*CONSIGNE A*
Relevez toutes les lignes où figure le mot « distant ».

*EXTRAIT DU TEXTE*
________________________

En septembre 2005, François Fillon est élu sénateur de la Sarthe. Dès le 1er octobre, il embauche sa fille aînée, Marie, comme assistante au Sénat, alors qu’elle est étudiante en droit. Elle a 23 ans et ne prêtera serment en tant qu’avocate qu’à 25 ans. Elle va toucher 3 700 euros bruts par mois jusqu’au 31 décembre 2006. Dès le lendemain, au 1er janvier 2007, son frère cadet prend le job pour financer ses études de droit. Il a 23 ans et touchera 4 800 euros bruts jusqu’au 17 juin 2007, au moment où son père devient Premier ministre de Nicolas Sarkozy et doit donc quitter son siège de sénateur.

________________________

*CONSIGNE B*
Pour chaque affirmation, dites si elle concorde avec le texte : répondez par oui ou non et citez mot pour mot le passage qui tranche. (i) Marie est déjà avocate quand son père l'embauche au Sénat. (ii) Le frère cadet commence à occuper le poste le 1er janvier 2007. (iii) François Fillon doit quitter son siège de sénateur parce qu'il devient Premier ministre.

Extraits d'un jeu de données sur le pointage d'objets
________________________

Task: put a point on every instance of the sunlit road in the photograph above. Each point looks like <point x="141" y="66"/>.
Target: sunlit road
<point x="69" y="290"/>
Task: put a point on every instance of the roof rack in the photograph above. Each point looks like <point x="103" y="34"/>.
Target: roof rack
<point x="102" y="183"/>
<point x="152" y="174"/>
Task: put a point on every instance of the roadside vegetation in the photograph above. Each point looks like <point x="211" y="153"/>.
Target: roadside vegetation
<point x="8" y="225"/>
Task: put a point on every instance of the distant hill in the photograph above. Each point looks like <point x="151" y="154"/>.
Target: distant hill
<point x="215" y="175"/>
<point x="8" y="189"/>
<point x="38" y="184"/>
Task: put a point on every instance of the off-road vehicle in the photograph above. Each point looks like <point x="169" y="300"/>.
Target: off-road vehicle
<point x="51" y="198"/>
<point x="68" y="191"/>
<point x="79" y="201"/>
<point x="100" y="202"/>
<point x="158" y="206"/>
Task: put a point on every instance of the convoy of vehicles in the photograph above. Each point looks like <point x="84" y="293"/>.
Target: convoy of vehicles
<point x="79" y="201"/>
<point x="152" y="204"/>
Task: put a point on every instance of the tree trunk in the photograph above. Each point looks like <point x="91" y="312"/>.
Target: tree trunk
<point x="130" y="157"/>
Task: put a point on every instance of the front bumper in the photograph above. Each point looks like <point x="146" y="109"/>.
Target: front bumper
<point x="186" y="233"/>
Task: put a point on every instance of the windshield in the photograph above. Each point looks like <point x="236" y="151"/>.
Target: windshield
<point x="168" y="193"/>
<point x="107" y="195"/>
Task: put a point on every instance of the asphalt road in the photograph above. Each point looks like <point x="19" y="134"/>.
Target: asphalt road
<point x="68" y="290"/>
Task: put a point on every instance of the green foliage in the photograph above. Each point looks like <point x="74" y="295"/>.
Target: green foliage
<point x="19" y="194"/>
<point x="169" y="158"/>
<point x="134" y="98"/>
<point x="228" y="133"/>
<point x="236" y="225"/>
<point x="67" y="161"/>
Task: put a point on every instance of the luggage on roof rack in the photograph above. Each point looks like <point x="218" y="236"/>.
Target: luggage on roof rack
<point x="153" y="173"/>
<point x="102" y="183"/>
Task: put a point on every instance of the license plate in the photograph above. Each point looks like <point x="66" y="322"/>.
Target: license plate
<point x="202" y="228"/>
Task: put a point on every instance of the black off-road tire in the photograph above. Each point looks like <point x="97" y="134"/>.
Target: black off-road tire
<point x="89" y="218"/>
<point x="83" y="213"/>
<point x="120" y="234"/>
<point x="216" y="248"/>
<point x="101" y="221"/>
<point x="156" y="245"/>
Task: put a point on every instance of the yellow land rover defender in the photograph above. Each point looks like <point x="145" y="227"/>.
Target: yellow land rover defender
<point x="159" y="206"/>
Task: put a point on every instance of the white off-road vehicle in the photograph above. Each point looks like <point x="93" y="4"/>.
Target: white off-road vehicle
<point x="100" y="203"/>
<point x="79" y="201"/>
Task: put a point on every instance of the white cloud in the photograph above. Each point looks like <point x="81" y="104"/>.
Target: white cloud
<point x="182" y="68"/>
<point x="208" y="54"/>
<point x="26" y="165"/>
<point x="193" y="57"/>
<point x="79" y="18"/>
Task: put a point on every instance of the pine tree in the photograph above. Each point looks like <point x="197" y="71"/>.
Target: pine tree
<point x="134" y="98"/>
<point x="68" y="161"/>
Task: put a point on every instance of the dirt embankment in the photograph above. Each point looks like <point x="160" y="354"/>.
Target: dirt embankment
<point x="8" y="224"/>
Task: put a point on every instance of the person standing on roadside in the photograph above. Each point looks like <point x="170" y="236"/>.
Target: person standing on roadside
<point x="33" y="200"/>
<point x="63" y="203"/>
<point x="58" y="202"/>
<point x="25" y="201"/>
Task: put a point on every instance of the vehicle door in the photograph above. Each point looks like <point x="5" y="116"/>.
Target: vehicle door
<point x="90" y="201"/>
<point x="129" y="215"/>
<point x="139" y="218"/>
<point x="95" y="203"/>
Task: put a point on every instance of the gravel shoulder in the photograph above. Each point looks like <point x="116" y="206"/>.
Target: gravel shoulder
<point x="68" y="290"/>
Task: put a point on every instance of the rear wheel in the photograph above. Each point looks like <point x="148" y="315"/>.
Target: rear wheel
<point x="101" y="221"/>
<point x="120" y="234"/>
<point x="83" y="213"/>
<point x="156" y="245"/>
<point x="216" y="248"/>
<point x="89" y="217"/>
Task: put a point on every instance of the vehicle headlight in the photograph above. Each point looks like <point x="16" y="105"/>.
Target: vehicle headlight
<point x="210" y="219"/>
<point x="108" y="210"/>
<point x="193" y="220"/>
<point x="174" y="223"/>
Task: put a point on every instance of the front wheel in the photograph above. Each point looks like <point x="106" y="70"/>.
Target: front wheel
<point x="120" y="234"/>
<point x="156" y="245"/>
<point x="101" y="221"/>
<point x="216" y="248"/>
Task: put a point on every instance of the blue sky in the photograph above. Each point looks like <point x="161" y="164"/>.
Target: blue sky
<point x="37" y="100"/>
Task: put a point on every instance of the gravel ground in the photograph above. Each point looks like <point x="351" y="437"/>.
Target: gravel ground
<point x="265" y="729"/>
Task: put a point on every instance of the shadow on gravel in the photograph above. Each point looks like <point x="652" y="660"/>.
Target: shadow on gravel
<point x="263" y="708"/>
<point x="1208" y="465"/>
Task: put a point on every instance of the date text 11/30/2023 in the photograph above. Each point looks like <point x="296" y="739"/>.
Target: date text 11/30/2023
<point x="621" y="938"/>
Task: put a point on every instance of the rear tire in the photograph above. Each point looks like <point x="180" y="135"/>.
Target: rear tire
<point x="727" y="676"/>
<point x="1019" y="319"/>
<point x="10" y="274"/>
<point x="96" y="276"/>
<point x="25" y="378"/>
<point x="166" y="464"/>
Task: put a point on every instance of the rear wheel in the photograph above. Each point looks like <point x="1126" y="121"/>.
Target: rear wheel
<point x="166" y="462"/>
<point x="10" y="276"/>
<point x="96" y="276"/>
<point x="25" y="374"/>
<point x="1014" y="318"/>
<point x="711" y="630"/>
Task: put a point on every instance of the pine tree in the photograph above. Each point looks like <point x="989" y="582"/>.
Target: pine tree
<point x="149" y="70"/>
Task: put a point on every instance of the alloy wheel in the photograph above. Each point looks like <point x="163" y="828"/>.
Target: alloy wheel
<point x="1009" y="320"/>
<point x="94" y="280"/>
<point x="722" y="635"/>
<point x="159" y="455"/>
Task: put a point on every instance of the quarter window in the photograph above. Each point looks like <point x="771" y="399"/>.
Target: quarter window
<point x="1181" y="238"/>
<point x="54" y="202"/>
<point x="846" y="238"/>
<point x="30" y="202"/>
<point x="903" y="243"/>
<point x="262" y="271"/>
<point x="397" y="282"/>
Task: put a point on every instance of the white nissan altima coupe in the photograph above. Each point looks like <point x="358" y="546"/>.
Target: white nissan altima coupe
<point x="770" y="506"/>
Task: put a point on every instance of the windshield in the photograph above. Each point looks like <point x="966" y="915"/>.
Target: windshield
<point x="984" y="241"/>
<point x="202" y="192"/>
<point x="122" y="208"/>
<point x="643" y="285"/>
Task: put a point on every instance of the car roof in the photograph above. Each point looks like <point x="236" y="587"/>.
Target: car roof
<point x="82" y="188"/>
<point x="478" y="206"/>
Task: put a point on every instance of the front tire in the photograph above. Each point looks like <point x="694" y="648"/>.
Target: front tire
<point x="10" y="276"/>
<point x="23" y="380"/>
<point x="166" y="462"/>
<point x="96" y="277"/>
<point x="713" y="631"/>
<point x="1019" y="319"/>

________________________

*RÉPONSE FINALE A*
Task: put a point on every instance of the distant hill in the photograph above. Each point looks like <point x="151" y="154"/>.
Target: distant hill

*RÉPONSE FINALE B*
(i) Non : « alors qu’elle est étudiante en droit ».
(ii) Oui : « au 1er janvier 2007, son frère cadet prend le job ».
(iii) Oui : « son père devient Premier ministre de Nicolas Sarkozy et doit donc quitter son siège de sénateur ».